• _Task details_:
Shift every x and y coordinate in the answers up by 11, and write out all of the lines below in full with that change.
___ Dataset content
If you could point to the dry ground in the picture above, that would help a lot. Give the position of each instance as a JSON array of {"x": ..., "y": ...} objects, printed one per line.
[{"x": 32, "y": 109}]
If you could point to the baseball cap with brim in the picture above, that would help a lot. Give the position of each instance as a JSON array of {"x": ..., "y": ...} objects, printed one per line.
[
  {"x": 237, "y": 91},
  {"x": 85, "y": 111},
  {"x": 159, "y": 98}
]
______
• _Solved problem_:
If you could point to the dry ground in the picture above, that would help a lot. Give the position of each instance as a JSON array of {"x": ..., "y": ...} objects, printed one per line.
[{"x": 43, "y": 120}]
If you could point to the baseball cap with brim in the picture above, that would help a lot. Give the position of each instance as a JSON array of {"x": ..., "y": ...} objects, printed one per line.
[
  {"x": 248, "y": 102},
  {"x": 96, "y": 122},
  {"x": 170, "y": 109}
]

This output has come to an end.